**STATED PROBLEM:** Copy every one of the items below word for word, changing nothing.

**PROVIDED RECORDS:**
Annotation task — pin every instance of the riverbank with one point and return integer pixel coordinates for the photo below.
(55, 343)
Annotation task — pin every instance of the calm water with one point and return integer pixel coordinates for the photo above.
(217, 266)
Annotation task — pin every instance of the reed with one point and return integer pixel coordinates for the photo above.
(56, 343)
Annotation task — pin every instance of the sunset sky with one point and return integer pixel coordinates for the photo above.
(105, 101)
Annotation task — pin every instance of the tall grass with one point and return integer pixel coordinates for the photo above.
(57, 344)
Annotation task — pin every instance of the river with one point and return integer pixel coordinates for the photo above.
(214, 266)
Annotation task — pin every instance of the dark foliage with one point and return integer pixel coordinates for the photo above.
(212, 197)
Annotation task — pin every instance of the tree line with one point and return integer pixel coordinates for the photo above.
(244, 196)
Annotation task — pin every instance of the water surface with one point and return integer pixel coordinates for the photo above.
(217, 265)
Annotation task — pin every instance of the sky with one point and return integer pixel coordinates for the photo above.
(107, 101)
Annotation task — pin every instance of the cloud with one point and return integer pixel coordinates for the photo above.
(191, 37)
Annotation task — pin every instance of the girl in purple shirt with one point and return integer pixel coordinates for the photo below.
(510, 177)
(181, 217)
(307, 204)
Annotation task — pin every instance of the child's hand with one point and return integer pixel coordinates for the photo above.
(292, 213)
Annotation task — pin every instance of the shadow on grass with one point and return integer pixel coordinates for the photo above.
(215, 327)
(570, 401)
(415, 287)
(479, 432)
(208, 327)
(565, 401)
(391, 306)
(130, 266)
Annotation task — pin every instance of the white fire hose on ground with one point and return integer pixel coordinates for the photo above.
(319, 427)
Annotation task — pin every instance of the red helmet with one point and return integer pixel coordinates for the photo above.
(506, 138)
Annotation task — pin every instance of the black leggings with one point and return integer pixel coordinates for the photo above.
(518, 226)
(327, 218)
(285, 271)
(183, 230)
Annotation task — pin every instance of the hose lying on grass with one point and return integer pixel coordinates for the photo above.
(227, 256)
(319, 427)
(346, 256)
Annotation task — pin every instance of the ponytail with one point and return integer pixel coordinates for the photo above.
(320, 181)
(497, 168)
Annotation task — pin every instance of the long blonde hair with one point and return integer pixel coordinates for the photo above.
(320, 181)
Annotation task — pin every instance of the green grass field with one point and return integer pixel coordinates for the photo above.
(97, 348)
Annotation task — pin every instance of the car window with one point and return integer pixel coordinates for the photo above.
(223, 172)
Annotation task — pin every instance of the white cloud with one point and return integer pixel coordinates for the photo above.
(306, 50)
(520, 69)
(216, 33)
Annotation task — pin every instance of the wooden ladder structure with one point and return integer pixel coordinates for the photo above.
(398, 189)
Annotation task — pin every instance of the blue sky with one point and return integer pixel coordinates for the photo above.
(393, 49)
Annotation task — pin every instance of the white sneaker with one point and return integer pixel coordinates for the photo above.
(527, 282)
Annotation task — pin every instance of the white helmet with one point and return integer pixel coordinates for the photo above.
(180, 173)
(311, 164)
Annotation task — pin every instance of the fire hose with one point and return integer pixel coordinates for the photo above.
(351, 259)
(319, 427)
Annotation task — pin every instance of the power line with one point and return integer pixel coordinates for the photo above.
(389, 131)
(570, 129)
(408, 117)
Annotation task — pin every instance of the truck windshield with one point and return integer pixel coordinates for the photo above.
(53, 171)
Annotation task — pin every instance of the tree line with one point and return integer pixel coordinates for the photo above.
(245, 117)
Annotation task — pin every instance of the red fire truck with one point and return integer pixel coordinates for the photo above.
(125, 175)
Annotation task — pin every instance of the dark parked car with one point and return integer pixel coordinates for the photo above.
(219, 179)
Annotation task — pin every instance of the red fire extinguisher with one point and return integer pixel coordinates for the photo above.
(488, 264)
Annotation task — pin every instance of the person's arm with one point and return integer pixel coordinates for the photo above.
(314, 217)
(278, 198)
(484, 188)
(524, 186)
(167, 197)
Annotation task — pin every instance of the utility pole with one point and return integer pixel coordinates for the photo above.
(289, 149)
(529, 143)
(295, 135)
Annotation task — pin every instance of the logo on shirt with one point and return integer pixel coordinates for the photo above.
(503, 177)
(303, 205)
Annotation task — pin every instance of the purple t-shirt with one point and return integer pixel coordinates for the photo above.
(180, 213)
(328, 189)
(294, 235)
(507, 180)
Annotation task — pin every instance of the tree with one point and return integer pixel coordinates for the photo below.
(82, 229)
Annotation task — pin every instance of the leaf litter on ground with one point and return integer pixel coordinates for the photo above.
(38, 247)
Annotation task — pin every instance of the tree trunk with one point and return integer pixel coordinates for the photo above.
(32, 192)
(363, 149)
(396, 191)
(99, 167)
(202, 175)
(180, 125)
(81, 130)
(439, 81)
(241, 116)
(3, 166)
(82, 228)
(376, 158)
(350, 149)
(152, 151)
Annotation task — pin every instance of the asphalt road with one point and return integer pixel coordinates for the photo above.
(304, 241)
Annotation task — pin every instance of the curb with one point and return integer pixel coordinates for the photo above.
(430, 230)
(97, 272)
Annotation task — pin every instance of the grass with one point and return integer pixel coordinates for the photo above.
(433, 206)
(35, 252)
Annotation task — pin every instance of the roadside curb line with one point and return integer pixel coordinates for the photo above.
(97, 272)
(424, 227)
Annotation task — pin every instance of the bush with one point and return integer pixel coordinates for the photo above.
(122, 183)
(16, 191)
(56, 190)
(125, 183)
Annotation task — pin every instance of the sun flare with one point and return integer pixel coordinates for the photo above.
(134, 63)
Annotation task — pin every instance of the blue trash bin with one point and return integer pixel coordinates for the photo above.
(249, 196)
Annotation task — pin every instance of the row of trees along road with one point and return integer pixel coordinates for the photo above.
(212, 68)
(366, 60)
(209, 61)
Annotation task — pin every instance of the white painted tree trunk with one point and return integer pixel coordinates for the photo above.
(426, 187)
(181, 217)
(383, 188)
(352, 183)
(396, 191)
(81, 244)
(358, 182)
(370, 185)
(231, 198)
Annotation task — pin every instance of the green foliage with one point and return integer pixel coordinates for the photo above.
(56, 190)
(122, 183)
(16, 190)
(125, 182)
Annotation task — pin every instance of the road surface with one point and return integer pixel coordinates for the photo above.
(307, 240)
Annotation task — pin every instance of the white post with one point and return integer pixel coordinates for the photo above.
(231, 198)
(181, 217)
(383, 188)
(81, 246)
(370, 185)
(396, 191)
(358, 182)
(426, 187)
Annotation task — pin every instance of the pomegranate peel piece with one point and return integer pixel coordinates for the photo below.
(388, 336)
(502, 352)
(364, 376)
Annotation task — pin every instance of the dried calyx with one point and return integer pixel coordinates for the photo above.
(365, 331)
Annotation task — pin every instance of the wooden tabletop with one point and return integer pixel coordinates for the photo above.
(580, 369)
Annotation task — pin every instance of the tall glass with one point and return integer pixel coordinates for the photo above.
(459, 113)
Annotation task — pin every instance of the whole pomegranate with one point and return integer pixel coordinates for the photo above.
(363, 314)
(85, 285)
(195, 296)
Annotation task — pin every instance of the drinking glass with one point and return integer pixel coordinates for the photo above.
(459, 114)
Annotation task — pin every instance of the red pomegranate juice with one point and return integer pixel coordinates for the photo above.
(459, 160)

**THE RESULT:**
Annotation task — pin every instance of the riverbank with one point and return integer pixel coordinates for the photo below.
(55, 343)
Annotation task — pin every instance of the calm water with one point and return integer pixel coordinates for the photo above.
(217, 266)
Annotation task — pin every instance of the reed with one point and return integer pixel coordinates for the photo above.
(56, 343)
Annotation task — pin every instance of the sunset sky with one point and return integer pixel coordinates for the photo above.
(105, 101)
Annotation task — pin every instance of the tall grass with one point and return integer pixel coordinates for the photo above.
(57, 344)
Annotation task — pin every instance of the river with one point and return integer pixel coordinates for the photo above.
(214, 266)
Annotation task — pin every instance of the dark foliage with one point and return integer pixel coordinates for the photo above.
(212, 197)
Annotation task — pin every instance of the tree line with one point and return integer pixel coordinates for the photo above.
(244, 196)
Annotation task — pin every instance of the water surface with one point and return integer pixel coordinates for the photo above.
(217, 265)
Annotation task — pin every instance of the sky with one point and return integer pixel coordinates for the photo above.
(107, 101)
Annotation task — pin every instance of the cloud with one point and return integer pixel coordinates for the photo above.
(191, 37)
Annotation task — pin every instance of the girl in purple shirt with one point and return integer pixel coordinates for the photo below.
(510, 177)
(181, 217)
(307, 204)
Annotation task — pin every instance of the child's hand with one point and return integer pixel coordinates for the photo above.
(292, 213)
Annotation task — pin every instance of the shadow on grass with one point and return integer pixel coordinates for the photo above.
(215, 327)
(570, 401)
(415, 287)
(479, 432)
(208, 327)
(565, 401)
(391, 306)
(130, 266)
Annotation task — pin every instance of the white fire hose on ground with one point and return integer pixel coordinates for the photo above.
(319, 427)
Annotation task — pin every instance of the red helmet with one point and return integer pixel coordinates for the photo above.
(506, 138)
Annotation task — pin every instance of the black leggings with one point and return integer pixel coordinates for the photo above.
(518, 226)
(327, 218)
(285, 271)
(183, 230)
Annotation task — pin every instance of the hose lying on grass with one point and return integer pixel coordinates for the photo above.
(227, 256)
(319, 427)
(346, 256)
Annotation task — pin every instance of the ponytail with one point and return integer pixel coordinates for the photo above.
(320, 181)
(497, 168)
Annotation task — pin every instance of the long blonde hair with one point and return integer pixel coordinates for the photo above.
(320, 181)
Annotation task — pin every instance of the green grass field with one point and return integer pixel coordinates for the photo above.
(97, 348)
Annotation task — pin every instance of the car window with one point and return integer pixel coordinates for the photo above.
(223, 172)
Annotation task — pin every instance of the white cloud with one point and return integer pixel coordinates for the photo above.
(306, 50)
(520, 69)
(216, 33)
Annotation task — pin every instance of the wooden ladder structure with one point and return integer pixel coordinates for the photo above.
(398, 189)
Annotation task — pin every instance of the blue sky with one point and return integer pixel coordinates for the photo above.
(393, 49)
Annotation task — pin every instance of the white sneaker with one point and return integer pixel coordinates for the photo above.
(527, 282)
Annotation task — pin every instance of the white helmet with one point and return integer pixel coordinates for the photo above.
(180, 173)
(311, 164)
Annotation task — pin every instance of the fire hose with one point and return integer pixel coordinates for the photo above.
(351, 259)
(319, 427)
Annotation task — pin every instance of the power line with one point and return integer pixel coordinates for the photo above.
(389, 131)
(570, 129)
(408, 117)
Annotation task — pin every instance of the truck windshield with one point and return integer pixel coordinates for the photo above.
(53, 171)
Annotation task — pin every instance of the tree line with one point and return integer pixel coordinates for the photo above.
(245, 117)
Annotation task — pin every instance of the red fire truck with one point and return integer pixel coordinates for the photo above.
(125, 175)
Annotation task — pin every instance of the dark parked car with one point and return integer pixel coordinates for the photo above.
(219, 179)
Annotation task — pin every instance of the red fire extinguisher with one point and return integer pixel coordinates for the photo above.
(488, 264)
Annotation task — pin every instance of the person's arm with one point and return integer pixel coordinates for the photo above.
(314, 217)
(278, 198)
(484, 188)
(524, 186)
(167, 197)
Annotation task — pin every instance of the utility pole with one point and return integer pixel coordinates for the photo above.
(289, 149)
(529, 143)
(295, 135)
Annotation task — pin every instance of the logo on shirt with one point and return integer pixel coordinates for the photo above.
(503, 177)
(303, 205)
Annotation task — pin every instance of the purple t-shirt with one point and return integer pixel coordinates for the photo above.
(180, 213)
(328, 189)
(294, 235)
(507, 180)
Annotation task — pin every instance of the tree with one point and return integer pixel coordinates for the photo below.
(82, 229)
Annotation task — pin every instance of the leaf litter on ground with one point and return integer pixel coordinates for the photo above.
(38, 247)
Annotation task — pin every instance of the tree trunk with one point and return integer pixel coordinates for the photo above.
(32, 192)
(363, 149)
(396, 191)
(99, 167)
(202, 175)
(180, 125)
(81, 130)
(439, 81)
(241, 116)
(3, 166)
(82, 228)
(376, 158)
(350, 149)
(152, 151)
Annotation task — pin every instance of the asphalt road with one point and return integer pixel coordinates for the photo above.
(304, 241)
Annotation task — pin every instance of the curb with one point and return integer pixel coordinates for the photo above.
(430, 230)
(97, 272)
Annotation task — pin every instance of the grass with one point and return integer pixel coordinates for the photo above.
(433, 206)
(35, 252)
Annotation task — pin every instance of the roadside curb line with one point and return integer pixel coordinates for the photo above.
(97, 272)
(424, 227)
Annotation task — pin every instance of the bush with one point and return integer pixel coordinates for the photo above.
(122, 183)
(16, 191)
(56, 190)
(125, 183)
Annotation task — pin every instance of the sun flare with one point and return integer pixel coordinates for the photo above.
(134, 63)
Annotation task — pin every instance of the blue trash bin with one point and return integer pixel coordinates for the photo above.
(249, 196)
Annotation task — pin every instance of the row of trees along road with one point and return integer pixel coordinates for the photo above.
(212, 68)
(366, 60)
(209, 61)
Annotation task — pin every instance of the white painted tree trunk with one point and return integer pixel coordinates for the photo above.
(426, 187)
(181, 217)
(383, 188)
(352, 183)
(396, 191)
(81, 244)
(358, 182)
(370, 185)
(231, 198)
Annotation task — pin every instance of the green foliage with one point and return integer pixel coordinates for the photo above.
(56, 190)
(122, 183)
(16, 190)
(125, 182)
Annotation task — pin every instance of the road surface with one point and return integer pixel coordinates for the photo above.
(307, 240)
Annotation task — pin every instance of the white post with one point and return integer pixel coordinates for the photo above.
(231, 198)
(181, 217)
(383, 188)
(81, 246)
(370, 185)
(396, 191)
(358, 182)
(426, 187)
Annotation task — pin every instance of the pomegranate peel piece with one point and return integer pixel coordinates for the photo below.
(388, 336)
(502, 352)
(364, 376)
Annotation task — pin every instance of the dried calyx with one point and return integer pixel coordinates for the photo above.
(365, 331)
Annotation task — pin every instance of the wooden tabletop with one point and return integer pixel coordinates for the photo above.
(580, 369)
Annotation task — pin every instance of the tall glass with one point and return integer pixel coordinates for the photo above.
(459, 113)
Annotation task — pin every instance of the whole pomegranate with one point and return integer pixel coordinates for the photo above.
(363, 314)
(85, 285)
(195, 296)
Annotation task — pin every instance of the drinking glass with one point and return integer pixel coordinates for the photo above.
(459, 114)
Annotation task — pin every instance of the red pomegranate juice with one point and return integer pixel coordinates for the photo above.
(459, 160)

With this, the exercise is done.